## [Exercise details]
Copy the records from the line that contains "Mark a point on each instance of the white" through the end of the records, swapping "pixel coordinates" for "x and y coordinates" and keeping everything else the same. Omit the pictures.

Extracted data entries

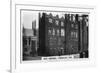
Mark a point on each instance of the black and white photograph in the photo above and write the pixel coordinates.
(47, 34)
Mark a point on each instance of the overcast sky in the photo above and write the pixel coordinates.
(27, 18)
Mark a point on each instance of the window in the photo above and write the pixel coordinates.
(49, 32)
(62, 32)
(58, 32)
(57, 22)
(53, 31)
(50, 20)
(62, 23)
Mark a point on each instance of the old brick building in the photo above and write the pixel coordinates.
(63, 35)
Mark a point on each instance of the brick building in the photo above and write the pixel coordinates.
(63, 35)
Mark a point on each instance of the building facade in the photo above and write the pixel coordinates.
(63, 35)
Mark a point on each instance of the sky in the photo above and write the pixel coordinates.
(27, 17)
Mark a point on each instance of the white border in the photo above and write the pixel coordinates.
(17, 67)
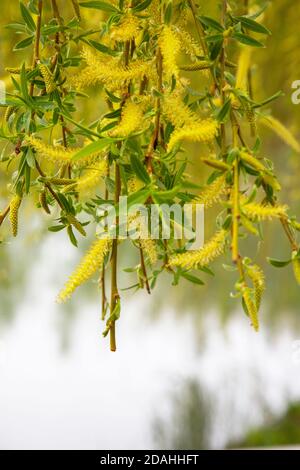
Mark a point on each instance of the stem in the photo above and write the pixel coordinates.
(48, 185)
(155, 136)
(114, 264)
(236, 197)
(114, 256)
(222, 79)
(144, 270)
(36, 53)
(4, 214)
(102, 280)
(198, 27)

## [Full response]
Mark a point on each instance of the white border in the photo above and write the x and y coordinates.
(17, 67)
Mark a point on each instance of the stem in the photo above and write the x and y coordinates.
(48, 185)
(155, 136)
(114, 264)
(236, 197)
(114, 256)
(222, 79)
(144, 270)
(36, 53)
(4, 214)
(102, 280)
(198, 27)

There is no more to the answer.